DATE: January 23, 2018

SNIP: Mountain glaciers around the world, from the Himalayas to the Andes, are shrinking in the face of climate change—and that could pose a major threat to water resources for nearby communities.

These mountain glaciers are important resources for human settlements. Glacial runoff, especially during the spring and summer, can provide a critical source of fresh water downstream.

But in a new modeling study of 56 glacier drainage basins worldwide, roughly half the studied sites have already reached a kind of tipping point—after which the amount of fresh water that runs off each year begins to decline.

“As glaciers recede, water is released from long-term glacial storage,” the researchers note in the paper, which was published yesterday in the journal Nature Climate Change. “Thus, annual glacier runoff volume typically increases until a maximum is reached, often referred to as ‘peak water.'” After this point is reached, they note, the amount of annual runoff begins to decline again.

Now, scientists are increasingly aware that mountain glaciers—like mountain snowpack—are growing more vulnerable to the influence of climate change. Yesterday’s study suggests that total glacier volume across all the investigated basins will decrease by about 43 percent by the year 2100, even if the world takes serious steps to mitigate climate change. Under a more severe “business-as-usual” trajectory, in which greenhouse gas emissions continue unabated into the future, these total declines could be as high as 74 percent.

──────────

▸ Complete the following:
(1) According to the glacier article, how many glacier drainage basins did the new modeling study cover?
(2) Using the glacier article, explain why annual glacier runoff typically rises before reaching "peak water."
(3) In the glacier article, list every figure written in digits that appears after the date line.

▸ Stored data:
──────────

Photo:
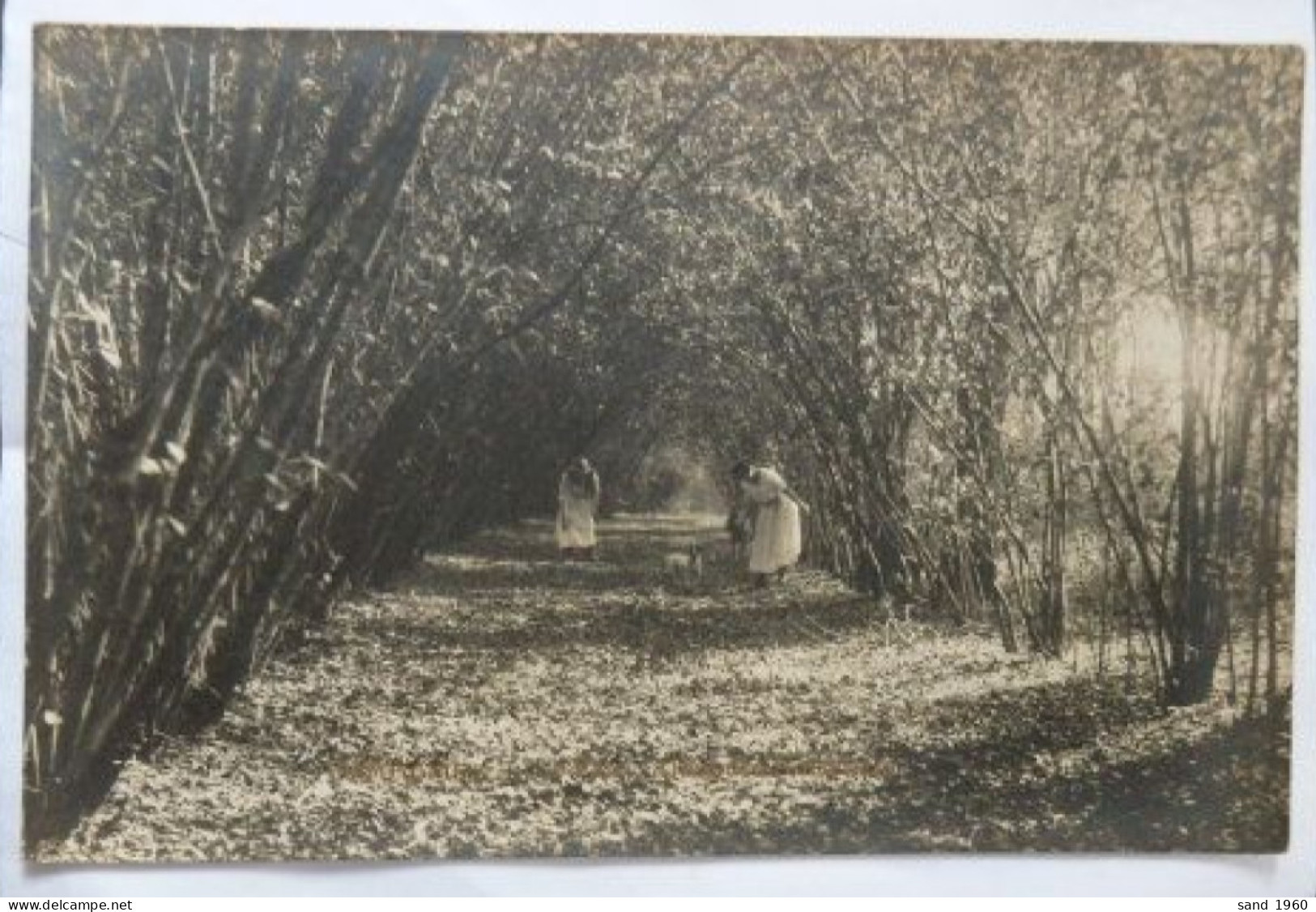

──────────

▸ Solutions per task:
(1) 56 glacier drainage basins worldwide.

(2) As glaciers recede, water is released from long-term glacial storage, so the annual runoff volume increases until it reaches a maximum, called "peak water." After that point, annual runoff begins to decline.

(3)
- 56 (glacier drainage basins studied)
- 43 percent (projected decrease in total glacier volume with serious climate mitigation)
- 2100 (the year by which the decrease is projected)
- 74 percent (possible decline under a "business-as-usual" trajectory)